▶ DOCUMENT TEXT
— BEGIN —

Top tier art collectors and consultants along with curators and civic leaders converged on the Windy City for the inaugural EXPO CHICAGO, the International Exposition of Contemporary/Modern Art and Design staged late last month at Navy Pier's cavernous Festival Hall. While the city has long been an art destination what with the Art Institute of Chicago and its Renzo Piano-designed Modern Wing, the Museum of Contemporary Art and the Anish Kapoor reflective "Cloud" sculpture centering Millennium Park, this new fair with 120 leading international galleries positions Chicago into an entirely new and far more prominent realm.

"The journey for the fair began in June 2011 and now Chicago stands where it should be in the global art world," according to Tony Karman, EXPO CHICAGO President and fair director.
Madeleine Grynsztejn, Pritzker Director of the Museum of Contemporary Art, Chicago, EXPO CHICAGO Founder and Director Tony Karman, and Chicago Mayor Rahm Emanuel.
New York Social Diary took in the innovative four-day fair and its superb holdings. Distinguishing the fair is the distinctive design by Jeanne Gang, who heads up Studio Gang Architects. A MacArthur Fellow "genius" award winner and designer of the 82-story Aqua Tower, the tallest skyscraper designed by a woman, Gang was inspired by the urban grid of Chicago and patterned the floor plan after the city streets making the fair easy to navigate.

— END —

▶ INFORMATION SHOWN

— BEGIN —

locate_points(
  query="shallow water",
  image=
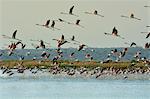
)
(48, 87)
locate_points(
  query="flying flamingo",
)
(114, 33)
(13, 36)
(61, 41)
(132, 16)
(148, 34)
(53, 24)
(70, 12)
(76, 23)
(94, 13)
(45, 25)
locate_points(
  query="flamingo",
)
(61, 41)
(45, 25)
(94, 13)
(148, 34)
(114, 33)
(76, 23)
(146, 6)
(13, 36)
(132, 16)
(53, 24)
(70, 12)
(147, 45)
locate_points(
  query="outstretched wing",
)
(71, 10)
(14, 34)
(148, 35)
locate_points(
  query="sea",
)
(98, 54)
(72, 88)
(47, 86)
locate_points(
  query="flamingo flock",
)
(51, 24)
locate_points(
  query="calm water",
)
(98, 53)
(72, 88)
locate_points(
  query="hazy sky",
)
(24, 14)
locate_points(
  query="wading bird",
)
(13, 36)
(70, 12)
(53, 24)
(132, 16)
(45, 25)
(148, 34)
(76, 23)
(61, 41)
(114, 33)
(94, 13)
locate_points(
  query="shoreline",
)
(84, 69)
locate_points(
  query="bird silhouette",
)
(132, 16)
(114, 33)
(70, 12)
(45, 25)
(77, 23)
(94, 13)
(13, 36)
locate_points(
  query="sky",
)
(22, 15)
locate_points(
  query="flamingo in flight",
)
(94, 13)
(13, 36)
(61, 41)
(132, 44)
(132, 16)
(114, 33)
(73, 39)
(70, 12)
(147, 45)
(37, 46)
(148, 26)
(53, 24)
(148, 34)
(146, 6)
(45, 25)
(77, 23)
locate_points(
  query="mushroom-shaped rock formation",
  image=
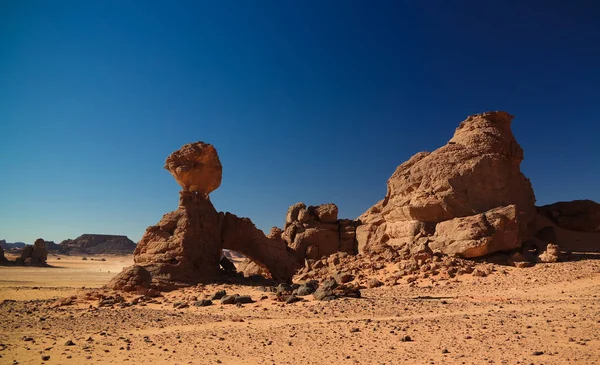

— END —

▶ EXERCISE DIRECTIONS
According to the EXPO CHICAGO article, what inspired Jeanne Gang's floor plan for the fair?

▶ THE OUTPUT
The urban grid of Chicago inspired it, and she patterned the floor plan after the city streets.